** START **

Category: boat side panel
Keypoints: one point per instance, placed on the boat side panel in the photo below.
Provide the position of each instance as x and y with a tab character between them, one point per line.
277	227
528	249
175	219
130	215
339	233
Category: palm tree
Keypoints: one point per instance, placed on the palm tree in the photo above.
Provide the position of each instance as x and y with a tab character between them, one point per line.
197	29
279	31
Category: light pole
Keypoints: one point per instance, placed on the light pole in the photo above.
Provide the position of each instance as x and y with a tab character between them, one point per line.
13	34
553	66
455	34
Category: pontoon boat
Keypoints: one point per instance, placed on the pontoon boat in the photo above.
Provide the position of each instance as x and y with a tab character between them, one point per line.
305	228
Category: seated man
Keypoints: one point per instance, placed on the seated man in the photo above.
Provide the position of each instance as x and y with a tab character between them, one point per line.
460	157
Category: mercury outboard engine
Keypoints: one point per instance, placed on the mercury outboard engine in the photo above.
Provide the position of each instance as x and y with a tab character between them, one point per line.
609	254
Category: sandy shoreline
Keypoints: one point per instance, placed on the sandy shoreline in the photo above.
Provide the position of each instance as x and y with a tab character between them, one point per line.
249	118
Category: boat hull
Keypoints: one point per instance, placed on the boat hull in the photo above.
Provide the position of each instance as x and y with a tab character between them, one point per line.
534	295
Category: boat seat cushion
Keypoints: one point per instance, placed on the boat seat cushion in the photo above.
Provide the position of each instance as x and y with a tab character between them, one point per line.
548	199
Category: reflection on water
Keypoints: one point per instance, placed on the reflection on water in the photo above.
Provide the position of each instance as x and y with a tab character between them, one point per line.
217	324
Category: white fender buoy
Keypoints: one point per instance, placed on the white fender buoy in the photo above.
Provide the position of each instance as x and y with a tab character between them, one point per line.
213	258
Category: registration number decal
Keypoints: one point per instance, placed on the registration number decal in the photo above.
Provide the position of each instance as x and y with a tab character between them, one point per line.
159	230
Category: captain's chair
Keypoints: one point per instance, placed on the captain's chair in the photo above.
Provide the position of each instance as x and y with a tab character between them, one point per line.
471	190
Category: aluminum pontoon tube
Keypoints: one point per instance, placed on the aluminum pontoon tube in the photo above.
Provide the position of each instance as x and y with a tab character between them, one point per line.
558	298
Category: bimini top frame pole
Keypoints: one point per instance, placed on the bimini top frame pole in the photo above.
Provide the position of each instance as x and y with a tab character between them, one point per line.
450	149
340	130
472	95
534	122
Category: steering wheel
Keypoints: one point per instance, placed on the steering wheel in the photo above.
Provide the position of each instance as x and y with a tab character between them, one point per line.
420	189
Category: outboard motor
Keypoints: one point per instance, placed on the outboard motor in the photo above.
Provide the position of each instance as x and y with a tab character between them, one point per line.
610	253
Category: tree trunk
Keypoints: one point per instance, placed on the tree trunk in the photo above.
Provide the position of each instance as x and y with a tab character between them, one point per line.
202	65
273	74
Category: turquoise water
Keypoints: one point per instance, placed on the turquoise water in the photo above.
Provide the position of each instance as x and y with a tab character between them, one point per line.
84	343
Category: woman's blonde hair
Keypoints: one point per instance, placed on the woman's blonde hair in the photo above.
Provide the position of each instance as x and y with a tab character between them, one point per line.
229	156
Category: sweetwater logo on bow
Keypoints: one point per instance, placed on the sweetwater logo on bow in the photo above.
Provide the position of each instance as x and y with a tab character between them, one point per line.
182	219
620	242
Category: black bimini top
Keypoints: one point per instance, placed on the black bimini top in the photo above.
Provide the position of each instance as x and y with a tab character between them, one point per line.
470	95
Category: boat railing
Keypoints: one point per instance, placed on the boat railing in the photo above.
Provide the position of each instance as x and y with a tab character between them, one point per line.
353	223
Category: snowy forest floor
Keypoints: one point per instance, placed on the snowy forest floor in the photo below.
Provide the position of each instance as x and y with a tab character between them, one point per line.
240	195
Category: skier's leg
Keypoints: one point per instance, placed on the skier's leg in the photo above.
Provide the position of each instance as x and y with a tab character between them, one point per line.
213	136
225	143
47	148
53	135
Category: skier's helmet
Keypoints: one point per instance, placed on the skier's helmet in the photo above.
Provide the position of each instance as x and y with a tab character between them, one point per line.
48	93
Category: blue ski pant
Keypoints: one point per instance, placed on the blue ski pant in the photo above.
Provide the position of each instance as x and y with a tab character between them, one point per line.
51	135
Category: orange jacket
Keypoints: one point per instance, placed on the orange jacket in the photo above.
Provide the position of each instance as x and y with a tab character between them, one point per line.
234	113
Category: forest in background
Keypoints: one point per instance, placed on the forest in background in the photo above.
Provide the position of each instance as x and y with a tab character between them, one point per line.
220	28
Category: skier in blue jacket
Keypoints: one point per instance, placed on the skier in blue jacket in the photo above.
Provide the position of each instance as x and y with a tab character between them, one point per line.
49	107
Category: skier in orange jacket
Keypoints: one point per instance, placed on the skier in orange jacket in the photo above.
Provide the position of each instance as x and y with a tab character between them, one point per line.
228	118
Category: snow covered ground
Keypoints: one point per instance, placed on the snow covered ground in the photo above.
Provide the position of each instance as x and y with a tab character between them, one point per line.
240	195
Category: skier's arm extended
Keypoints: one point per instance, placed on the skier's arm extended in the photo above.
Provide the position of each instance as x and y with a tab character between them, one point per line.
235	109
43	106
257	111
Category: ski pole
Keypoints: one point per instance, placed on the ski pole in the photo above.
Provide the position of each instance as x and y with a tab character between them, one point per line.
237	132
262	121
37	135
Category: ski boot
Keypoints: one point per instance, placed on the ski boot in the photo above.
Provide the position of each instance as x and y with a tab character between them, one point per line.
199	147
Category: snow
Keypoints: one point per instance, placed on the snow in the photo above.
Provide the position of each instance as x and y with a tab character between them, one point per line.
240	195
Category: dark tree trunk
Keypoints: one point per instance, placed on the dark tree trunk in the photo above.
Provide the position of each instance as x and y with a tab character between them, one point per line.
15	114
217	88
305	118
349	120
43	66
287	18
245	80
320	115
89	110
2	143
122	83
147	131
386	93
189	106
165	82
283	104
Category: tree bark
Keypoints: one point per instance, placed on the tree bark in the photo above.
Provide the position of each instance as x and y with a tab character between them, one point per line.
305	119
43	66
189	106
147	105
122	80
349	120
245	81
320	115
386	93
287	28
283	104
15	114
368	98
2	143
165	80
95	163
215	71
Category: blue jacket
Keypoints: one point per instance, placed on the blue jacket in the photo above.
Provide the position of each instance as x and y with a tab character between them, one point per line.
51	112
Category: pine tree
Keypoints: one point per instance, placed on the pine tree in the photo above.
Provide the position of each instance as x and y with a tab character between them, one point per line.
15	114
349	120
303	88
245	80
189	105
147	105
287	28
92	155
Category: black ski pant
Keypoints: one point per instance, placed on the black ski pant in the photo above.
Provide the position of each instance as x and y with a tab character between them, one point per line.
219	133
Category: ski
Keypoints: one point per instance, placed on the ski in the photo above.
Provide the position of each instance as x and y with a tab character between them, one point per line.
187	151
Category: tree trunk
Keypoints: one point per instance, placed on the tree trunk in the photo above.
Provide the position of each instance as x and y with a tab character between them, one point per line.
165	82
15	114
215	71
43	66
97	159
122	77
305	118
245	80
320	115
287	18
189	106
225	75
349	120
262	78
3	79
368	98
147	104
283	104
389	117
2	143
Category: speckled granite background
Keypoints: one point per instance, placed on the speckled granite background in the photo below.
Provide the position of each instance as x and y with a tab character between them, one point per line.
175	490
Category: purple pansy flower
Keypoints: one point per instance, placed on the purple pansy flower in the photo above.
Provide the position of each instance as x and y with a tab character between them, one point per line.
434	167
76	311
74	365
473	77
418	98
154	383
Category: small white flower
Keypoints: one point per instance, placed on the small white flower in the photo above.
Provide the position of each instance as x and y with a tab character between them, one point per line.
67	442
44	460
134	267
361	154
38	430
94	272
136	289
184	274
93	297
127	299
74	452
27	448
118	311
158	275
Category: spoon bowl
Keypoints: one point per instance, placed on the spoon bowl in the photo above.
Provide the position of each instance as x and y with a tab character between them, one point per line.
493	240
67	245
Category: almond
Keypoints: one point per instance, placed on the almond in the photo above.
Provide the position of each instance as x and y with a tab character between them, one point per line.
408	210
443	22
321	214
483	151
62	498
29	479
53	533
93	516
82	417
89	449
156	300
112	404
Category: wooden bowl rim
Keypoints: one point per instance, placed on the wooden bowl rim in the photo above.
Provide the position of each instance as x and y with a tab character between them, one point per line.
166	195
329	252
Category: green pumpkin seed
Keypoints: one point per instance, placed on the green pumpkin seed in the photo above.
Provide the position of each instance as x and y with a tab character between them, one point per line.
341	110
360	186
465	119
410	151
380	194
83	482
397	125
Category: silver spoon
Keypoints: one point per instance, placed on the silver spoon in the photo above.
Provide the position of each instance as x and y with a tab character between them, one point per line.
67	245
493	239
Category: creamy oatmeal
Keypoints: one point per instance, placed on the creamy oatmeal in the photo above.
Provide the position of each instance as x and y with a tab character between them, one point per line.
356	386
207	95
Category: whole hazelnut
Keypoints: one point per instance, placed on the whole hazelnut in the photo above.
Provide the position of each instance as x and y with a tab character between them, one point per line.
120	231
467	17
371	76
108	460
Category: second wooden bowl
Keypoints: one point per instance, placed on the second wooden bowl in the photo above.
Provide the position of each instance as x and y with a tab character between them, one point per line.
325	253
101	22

** END **

▶ TASK TO COMPLETE
Please copy every line of the records from the line holding "Category: green pumpkin seed" through the end of the records, inclusive, offsetting each coordinate in the answers by adding 122 to it and leaving all other lines unchanged.

▶ SOLUTION
Category: green pumpkin seed
Keypoints: one point per instance, placed on the green pumpkin seed in the photo above.
Provide the position of each instance as x and y with a tab character between them, one point per line.
463	232
482	308
587	241
532	273
502	316
205	604
519	247
Category: silver spoon
Keypoints: one point per instance, placed on the silver spoon in the photo above.
Provide the position of each instance as x and y with a tab character between them, one point per line.
189	367
615	361
Category: creamy oatmeal
Keypoints: one point per instance, placed on the creamy oatmeal in the photo above.
Provide the position of each instance as x and y with a tab character between them, one point per line.
478	508
329	217
Category: whole hazelnut
Keypoints: one point per instance, placed on the whole hazelnut in the photo above.
Provide the position of each instance as x and y with a tab character between them, one point per line.
242	353
589	139
493	198
230	582
Category: second wooden bowl
Keypoints: one point per instance, placed on the second wooden bowl in the photo above.
Provide the position of each instance as x and y with a tab character between them, one point per line.
447	375
223	144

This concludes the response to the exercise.